Host proxy variables are read for upstream proxy auto-detection but are excluded from the agent's environment. AWF sets its own proxy variables pointing to Squid.

8.4 Selectively Forwarded Variables

When --env-all is NOT active, AWF SHOULD forward a selective set of commonly needed host variables:

  • GitHub auth: GITHUB_TOKEN, GH_TOKEN, GITHUB_PERSONAL_ACCESS_TOKEN
  • GitHub enterprise: GITHUB_SERVER_URL, GITHUB_API_URL
  • Actions OIDC: ACTIONS_ID_TOKEN_REQUEST_URL, ACTIONS_ID_TOKEN_REQUEST_TOKEN
  • Docker client: DOCKER_HOST, DOCKER_TLS, DOCKER_TLS_VERIFY, DOCKER_CERT_PATH, DOCKER_CONFIG, DOCKER_CONTEXT, DOCKER_API_VERSION, DOCKER_DEFAULT_PLATFORM
  • User environment: USER, XDG_CONFIG_HOME

When --env-all IS active, all host variables not in the excluded set (§8.3) are forwarded, subject to credential isolation rules (§9).

8.5 Explicit Overrides (-e / --env)

Variables passed via -e / --env MUST override all other sources, including AWF-reserved variables. This is the only mechanism that can override proxy routing variables.

**ENTRIES SHOWN:**
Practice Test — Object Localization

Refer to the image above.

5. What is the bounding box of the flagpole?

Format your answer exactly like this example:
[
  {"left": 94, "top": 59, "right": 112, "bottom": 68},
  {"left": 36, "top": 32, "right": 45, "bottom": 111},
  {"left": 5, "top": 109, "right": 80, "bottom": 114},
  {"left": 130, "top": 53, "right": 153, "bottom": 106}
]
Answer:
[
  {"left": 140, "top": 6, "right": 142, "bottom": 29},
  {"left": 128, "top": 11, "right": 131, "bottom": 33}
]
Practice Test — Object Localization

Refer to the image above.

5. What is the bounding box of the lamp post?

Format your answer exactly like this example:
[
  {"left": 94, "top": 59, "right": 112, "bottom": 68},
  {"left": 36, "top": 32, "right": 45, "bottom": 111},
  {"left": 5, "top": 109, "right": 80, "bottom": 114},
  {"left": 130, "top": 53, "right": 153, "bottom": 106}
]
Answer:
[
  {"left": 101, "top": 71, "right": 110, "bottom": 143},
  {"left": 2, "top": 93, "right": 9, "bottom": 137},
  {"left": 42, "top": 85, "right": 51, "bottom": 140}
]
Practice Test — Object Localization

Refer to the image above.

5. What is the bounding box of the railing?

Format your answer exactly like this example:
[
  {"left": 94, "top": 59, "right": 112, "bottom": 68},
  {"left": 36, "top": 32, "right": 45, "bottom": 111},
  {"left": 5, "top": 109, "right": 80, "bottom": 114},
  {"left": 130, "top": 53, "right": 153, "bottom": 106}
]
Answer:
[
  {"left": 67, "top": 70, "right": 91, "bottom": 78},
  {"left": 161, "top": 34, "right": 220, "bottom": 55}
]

**LIST OF TASKS:**
**A)** Answer these questions from the environment variable text:
(i) What do the proxy variables that AWF sets for itself point to?
(ii) Which two variables are forwarded for Actions OIDC when --env-all is not active?
(iii) What is the only way to override proxy routing variables?
**B)** Continue the environment variable text after its final sentence.

**ANSWERS TO THE TASKS:**
**A)**
(i) Squid.
(ii) ACTIONS_ID_TOKEN_REQUEST_URL and ACTIONS_ID_TOKEN_REQUEST_TOKEN.
(iii) Passing variables via -e / --env.

**B)**
There is no config-file equivalent for -e / --env by design. Individual environment variable injection is a runtime concern, not a static configuration concern.

9. Credential Isolation Semantics

AWF implements defense-in-depth credential isolation for LLM API keys. The behavior depends on whether the API proxy sidecar is enabled (apiProxy.enabled).

For architectural details and diagrams, see docs/authentication-architecture.md.

9.1 Source Credentials

The following environment variables are recognized as source credentials (real API keys read from the host environment):

Variable Provider
OPENAI_API_KEY OpenAI
ANTHROPIC_API_KEY Anthropic (Claude)
COPILOT_GITHUB_TOKEN GitHub Copilot
COPILOT_API_KEY GitHub Copilot (BYOK)
GEMINI_API_KEY Google Gemini

Secondary aliases recognized: OPENAI_KEY, CODEX_API_KEY, CLAUDE_API_KEY, COPILOT_PROVIDER_API_KEY.

9.2 Behavior When API Proxy Is Enabled

When apiProxy.enabled is true:

  1. Source credentials MUST NOT be exposed to the agent container's environment. They are passed exclusively to the API proxy sidecar.

  2. --env-all MUST NOT reintroduce excluded credentials into the agent environment when API proxy isolation is active.

  3. AWF MAY inject placeholder values into the agent container for tool compatibility (e.g., OPENAI_API_KEY=sk-placeholder-for-api-proxy). These are not secrets.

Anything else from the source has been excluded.